[Referring expression data]
---

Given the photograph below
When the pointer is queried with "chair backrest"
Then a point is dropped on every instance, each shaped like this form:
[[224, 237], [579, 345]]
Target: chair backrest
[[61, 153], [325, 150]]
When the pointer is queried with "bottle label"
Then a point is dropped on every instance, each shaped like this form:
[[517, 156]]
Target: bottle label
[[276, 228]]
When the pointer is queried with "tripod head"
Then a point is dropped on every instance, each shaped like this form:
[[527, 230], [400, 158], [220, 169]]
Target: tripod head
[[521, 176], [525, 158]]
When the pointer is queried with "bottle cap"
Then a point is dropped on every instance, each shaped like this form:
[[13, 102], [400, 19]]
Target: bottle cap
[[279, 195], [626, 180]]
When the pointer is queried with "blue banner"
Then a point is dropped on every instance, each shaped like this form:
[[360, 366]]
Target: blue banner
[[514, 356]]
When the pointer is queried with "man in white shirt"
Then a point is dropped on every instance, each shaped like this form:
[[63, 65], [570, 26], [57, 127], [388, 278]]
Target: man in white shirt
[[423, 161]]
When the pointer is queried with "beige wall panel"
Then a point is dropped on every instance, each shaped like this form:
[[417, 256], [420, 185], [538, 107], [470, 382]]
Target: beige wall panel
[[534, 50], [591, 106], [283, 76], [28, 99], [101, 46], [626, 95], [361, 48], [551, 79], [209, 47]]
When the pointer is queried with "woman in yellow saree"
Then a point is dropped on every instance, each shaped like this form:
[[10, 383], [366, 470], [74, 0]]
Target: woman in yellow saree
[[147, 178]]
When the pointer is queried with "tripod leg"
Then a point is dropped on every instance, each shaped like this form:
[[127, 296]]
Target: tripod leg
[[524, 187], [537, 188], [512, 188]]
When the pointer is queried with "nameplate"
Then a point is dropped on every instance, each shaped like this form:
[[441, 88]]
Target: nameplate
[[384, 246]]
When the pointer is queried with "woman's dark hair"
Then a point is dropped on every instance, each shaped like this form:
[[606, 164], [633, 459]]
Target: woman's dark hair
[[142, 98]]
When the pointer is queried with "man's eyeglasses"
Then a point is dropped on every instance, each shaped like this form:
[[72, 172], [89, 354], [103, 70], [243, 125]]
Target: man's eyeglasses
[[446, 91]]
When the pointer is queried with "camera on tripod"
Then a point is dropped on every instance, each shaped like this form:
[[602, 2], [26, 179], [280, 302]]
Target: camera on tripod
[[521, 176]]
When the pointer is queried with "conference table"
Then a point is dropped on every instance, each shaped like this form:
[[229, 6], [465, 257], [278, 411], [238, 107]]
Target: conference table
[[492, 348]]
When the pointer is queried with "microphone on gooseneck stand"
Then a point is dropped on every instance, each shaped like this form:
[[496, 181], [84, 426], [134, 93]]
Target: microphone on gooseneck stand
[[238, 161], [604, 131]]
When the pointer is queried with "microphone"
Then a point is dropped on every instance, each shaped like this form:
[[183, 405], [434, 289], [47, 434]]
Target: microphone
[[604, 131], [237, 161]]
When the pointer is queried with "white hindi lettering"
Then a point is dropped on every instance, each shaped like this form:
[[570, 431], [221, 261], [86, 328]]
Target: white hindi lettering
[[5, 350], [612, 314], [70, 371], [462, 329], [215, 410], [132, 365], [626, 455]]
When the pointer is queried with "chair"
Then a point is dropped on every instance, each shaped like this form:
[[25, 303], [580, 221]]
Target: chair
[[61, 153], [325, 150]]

---

[Problem to solve] Returned text must match every record word for word.

[Answer area]
Given the photograph below
When the pointer is queried with "chair backrest"
Then a point is dropped on every instance, each shaped like this form:
[[224, 237], [579, 345]]
Target: chair backrest
[[61, 153], [325, 150]]
When the pointer is queried with "bottle label"
Then a point is dropped on every instance, each shaped like this form:
[[517, 156]]
Target: bottle label
[[276, 228]]
When the pointer is queried with "tripod head"
Then a point is dropped on every instance, each shaped like this form:
[[527, 230], [400, 158], [220, 169]]
Target: tripod head
[[521, 176], [525, 158]]
When the pointer is queried with "bottle cap"
Then a point is dropped on every instance, each shaped like this form:
[[13, 102], [400, 19]]
Target: bottle cap
[[279, 195], [626, 180]]
When the pointer is queried with "blue banner"
Then a point is dropped on every instance, each shaped like this form:
[[360, 366]]
Target: blue banner
[[514, 356]]
When the pointer is queried with "man in white shirt"
Then a point is dropped on every instance, each shaped like this form:
[[63, 65], [570, 26], [57, 127], [388, 278]]
Target: man in white shirt
[[423, 161]]
When the pointer is queried with "beige wall panel"
Then a point is dropped on every instance, each shaped like this form:
[[417, 256], [420, 185], [538, 107], [470, 382]]
Target: beige wall panel
[[534, 50], [591, 106], [283, 76], [28, 99], [101, 46], [626, 95], [361, 48], [551, 79], [209, 47]]
When the pointer is queried with "woman in yellow saree"
Then a point is dropped on every instance, each shaped like this form:
[[10, 383], [366, 470], [74, 0]]
Target: woman in yellow saree
[[147, 178]]
When the pointer is queried with "tripod leg"
Then a point is dropped on every instance, each shaped like this form:
[[127, 296]]
Target: tripod leg
[[524, 187], [537, 188], [512, 188]]
When the pointer is queried with "nameplate"
Then a point is dropped on every instance, each shaped like this form:
[[441, 88]]
Target: nameplate
[[384, 246]]
When the pointer is queried with "woman's dark hair"
Then a point is dropped on every instance, each shaped like this form:
[[606, 164], [633, 459]]
Target: woman's dark hair
[[142, 98]]
When the pointer is queried with "man's eyeglasses"
Then a point is dropped on every instance, each shaped like this form:
[[72, 172], [89, 354], [103, 70], [243, 125]]
Target: man's eyeglasses
[[446, 91]]
When the pointer is queried with "camera on tripod"
Then a point is dropped on every instance, each shaped like this form:
[[602, 2], [26, 179], [280, 302]]
Target: camera on tripod
[[521, 176]]
When the pointer is queried with "conference table"
Then a point is dropped on every instance, each shaped like this form:
[[229, 6], [465, 257], [278, 411], [238, 107]]
Target: conference table
[[492, 348]]
When the pointer is queried with "microphone on gooseneck stand"
Then a point is dropped on every instance, each shaped like this form:
[[496, 181], [84, 426], [134, 93]]
Target: microphone on gooseneck stand
[[238, 161], [604, 131]]
When the pointer is queried with "microphone"
Then a point is dropped on every instance, each shaped like this form:
[[183, 405], [434, 289], [47, 434]]
Target: microphone
[[604, 131], [237, 161]]
When the pointer is queried with "white hindi lettering"
Then a point is dropped on every instance, each shaped like this form:
[[570, 431], [221, 261], [86, 328]]
Target: white hindi lettering
[[5, 350], [612, 314], [70, 371], [462, 329], [215, 410], [132, 365], [626, 455]]
When the pointer is queried with "chair"
Then a point is dropped on every instance, each shaped like this form:
[[25, 303], [580, 221]]
Target: chair
[[61, 153], [325, 150]]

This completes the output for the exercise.